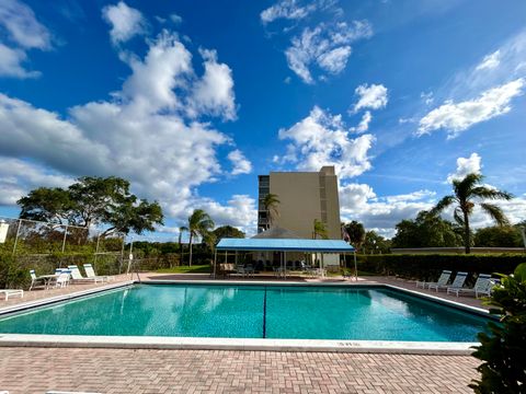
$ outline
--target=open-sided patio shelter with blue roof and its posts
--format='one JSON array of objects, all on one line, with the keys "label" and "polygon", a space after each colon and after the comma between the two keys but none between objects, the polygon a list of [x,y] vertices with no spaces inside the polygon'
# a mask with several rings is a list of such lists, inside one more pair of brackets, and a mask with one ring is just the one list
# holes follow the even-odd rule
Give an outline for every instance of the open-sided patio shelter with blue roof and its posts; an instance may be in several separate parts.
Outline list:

☆ ☆ ☆ ☆ ☆

PROBLEM TO WORK ON
Copy out every line from the data above in which the word "open" occurs.

EXERCISE SOLUTION
--target=open-sided patio shelter with blue roof and its posts
Give an outline for every instance of the open-sided patio shelter with blue roof and its posts; an instance may be in several separate parts.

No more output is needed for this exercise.